*INSTRUCTIONS FOR THE TASK:*
Recast every line of the records below as a JSON list of strings with one string per line, omitting blank lines.
***
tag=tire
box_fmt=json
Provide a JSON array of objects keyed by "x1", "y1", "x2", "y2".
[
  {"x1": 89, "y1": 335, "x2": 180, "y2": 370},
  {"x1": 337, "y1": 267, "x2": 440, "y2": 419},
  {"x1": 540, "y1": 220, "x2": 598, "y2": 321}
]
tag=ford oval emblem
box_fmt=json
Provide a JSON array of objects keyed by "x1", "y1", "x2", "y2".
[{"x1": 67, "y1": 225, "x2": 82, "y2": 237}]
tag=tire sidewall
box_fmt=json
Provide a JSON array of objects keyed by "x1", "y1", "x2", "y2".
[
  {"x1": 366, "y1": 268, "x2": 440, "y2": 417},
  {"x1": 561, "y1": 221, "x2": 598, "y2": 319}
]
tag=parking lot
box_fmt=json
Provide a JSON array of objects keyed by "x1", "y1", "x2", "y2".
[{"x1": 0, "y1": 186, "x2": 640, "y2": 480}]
***
*COMPLETE OUTPUT:*
[
  "tag=tire",
  "box_fmt=json",
  "Provide a JSON array of objects keyed by \"x1\", \"y1\", \"x2\", \"y2\".",
  "[",
  "  {\"x1\": 89, \"y1\": 335, \"x2\": 180, \"y2\": 370},",
  "  {\"x1\": 337, \"y1\": 267, \"x2\": 440, \"y2\": 419},",
  "  {\"x1\": 540, \"y1\": 220, \"x2\": 598, \"y2\": 321}",
  "]",
  "tag=ford oval emblem",
  "box_fmt=json",
  "Provide a JSON array of objects keyed by \"x1\", \"y1\", \"x2\", \"y2\".",
  "[{\"x1\": 67, \"y1\": 225, \"x2\": 82, \"y2\": 237}]",
  "tag=tire sidewall",
  "box_fmt=json",
  "Provide a JSON array of objects keyed by \"x1\", \"y1\", \"x2\", \"y2\".",
  "[",
  "  {\"x1\": 366, \"y1\": 268, \"x2\": 440, \"y2\": 417},",
  "  {\"x1\": 561, \"y1\": 221, \"x2\": 598, \"y2\": 319}",
  "]",
  "tag=parking lot",
  "box_fmt=json",
  "Provide a JSON array of objects keyed by \"x1\", \"y1\", \"x2\", \"y2\".",
  "[{\"x1\": 0, \"y1\": 186, \"x2\": 640, \"y2\": 480}]"
]